■ **Problem description**:
Which lines in the records contain the string "flower"? Return every one of them, treating uppercase and lowercase as different.

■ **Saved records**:
** begin **
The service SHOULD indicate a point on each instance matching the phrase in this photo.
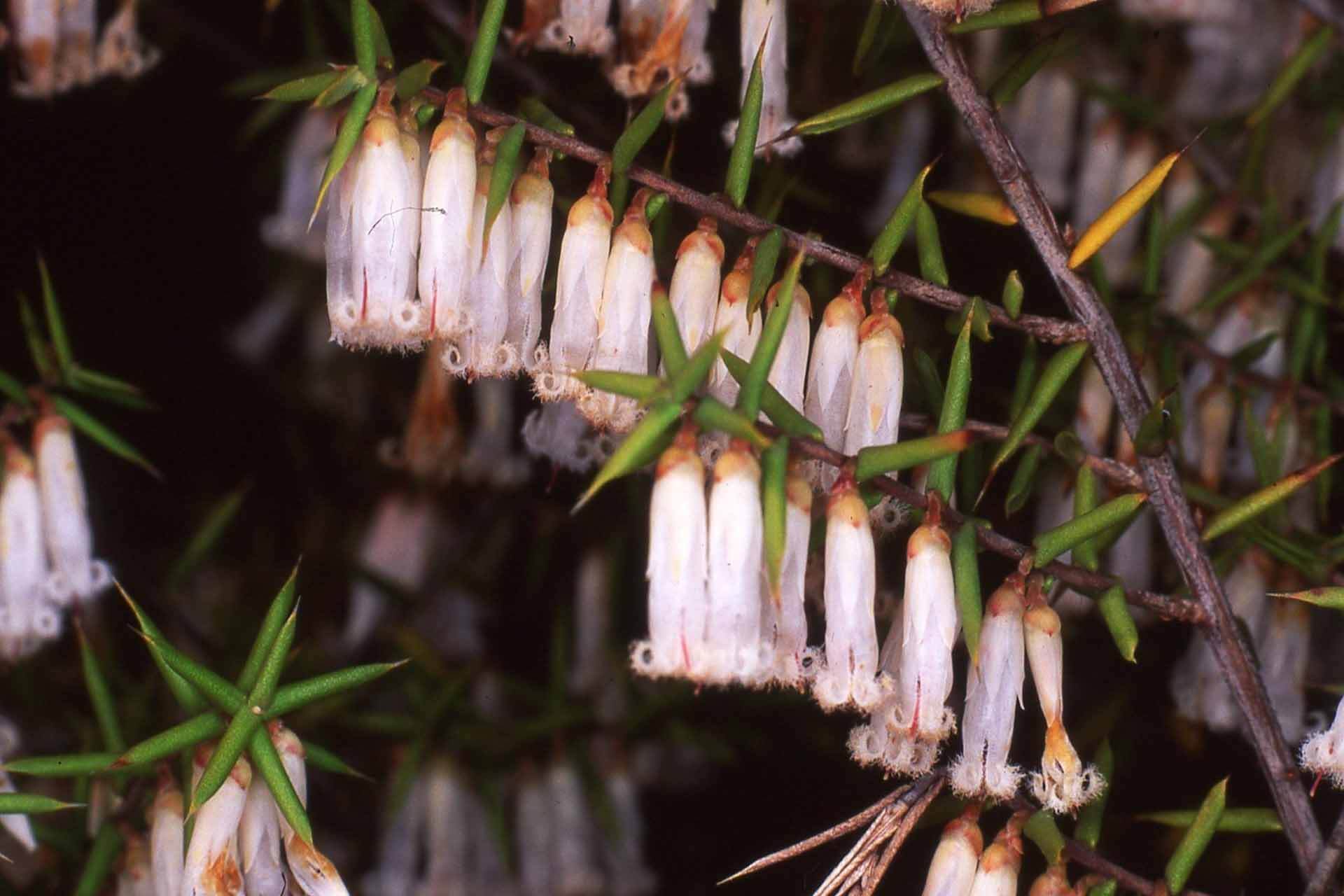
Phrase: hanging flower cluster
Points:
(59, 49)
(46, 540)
** end **
** begin **
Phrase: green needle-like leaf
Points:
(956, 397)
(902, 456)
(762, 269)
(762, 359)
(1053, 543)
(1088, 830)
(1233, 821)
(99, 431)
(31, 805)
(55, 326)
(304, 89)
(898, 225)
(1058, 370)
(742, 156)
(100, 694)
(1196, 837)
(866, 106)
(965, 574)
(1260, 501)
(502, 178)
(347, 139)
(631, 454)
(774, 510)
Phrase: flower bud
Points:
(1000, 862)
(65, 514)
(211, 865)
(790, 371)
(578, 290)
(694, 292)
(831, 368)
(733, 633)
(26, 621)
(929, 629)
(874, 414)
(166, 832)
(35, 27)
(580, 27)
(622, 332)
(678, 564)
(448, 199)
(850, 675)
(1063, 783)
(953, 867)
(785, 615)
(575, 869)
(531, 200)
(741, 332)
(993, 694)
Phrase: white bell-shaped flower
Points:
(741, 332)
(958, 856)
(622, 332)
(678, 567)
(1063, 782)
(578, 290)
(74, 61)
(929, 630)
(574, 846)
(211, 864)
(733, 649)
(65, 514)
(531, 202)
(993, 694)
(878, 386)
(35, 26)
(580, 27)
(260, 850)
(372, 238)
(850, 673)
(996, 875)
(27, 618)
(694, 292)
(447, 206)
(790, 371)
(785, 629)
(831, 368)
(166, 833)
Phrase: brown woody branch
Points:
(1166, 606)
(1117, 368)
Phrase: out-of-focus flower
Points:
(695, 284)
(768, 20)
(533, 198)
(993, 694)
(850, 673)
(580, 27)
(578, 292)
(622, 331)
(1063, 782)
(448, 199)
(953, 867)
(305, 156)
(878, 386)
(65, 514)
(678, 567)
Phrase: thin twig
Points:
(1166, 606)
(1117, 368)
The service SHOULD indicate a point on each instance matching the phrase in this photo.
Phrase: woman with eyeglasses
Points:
** end **
** begin **
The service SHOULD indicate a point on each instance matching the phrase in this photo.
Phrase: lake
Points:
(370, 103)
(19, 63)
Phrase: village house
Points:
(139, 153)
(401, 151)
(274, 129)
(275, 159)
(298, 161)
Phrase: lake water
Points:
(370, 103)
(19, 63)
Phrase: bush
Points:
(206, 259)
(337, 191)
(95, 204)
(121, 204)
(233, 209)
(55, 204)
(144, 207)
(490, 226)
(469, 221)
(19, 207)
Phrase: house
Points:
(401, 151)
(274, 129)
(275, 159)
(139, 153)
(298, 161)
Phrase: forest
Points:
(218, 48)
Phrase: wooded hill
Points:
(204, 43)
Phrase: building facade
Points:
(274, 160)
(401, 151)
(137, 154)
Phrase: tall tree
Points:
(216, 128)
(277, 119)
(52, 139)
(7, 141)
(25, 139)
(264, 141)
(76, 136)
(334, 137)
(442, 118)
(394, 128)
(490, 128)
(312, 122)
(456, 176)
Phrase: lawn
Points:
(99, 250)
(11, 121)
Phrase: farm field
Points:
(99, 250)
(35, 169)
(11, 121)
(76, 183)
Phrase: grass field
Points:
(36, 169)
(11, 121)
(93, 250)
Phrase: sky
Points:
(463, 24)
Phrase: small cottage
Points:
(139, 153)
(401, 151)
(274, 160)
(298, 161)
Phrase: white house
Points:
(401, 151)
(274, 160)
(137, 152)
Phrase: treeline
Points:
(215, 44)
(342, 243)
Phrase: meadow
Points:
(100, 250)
** end **
■ **Response to the task**:
Phrase: hanging flower cluster
Phrase: flower bud
Phrase: white bell-shaped flower
Phrase: out-of-focus flower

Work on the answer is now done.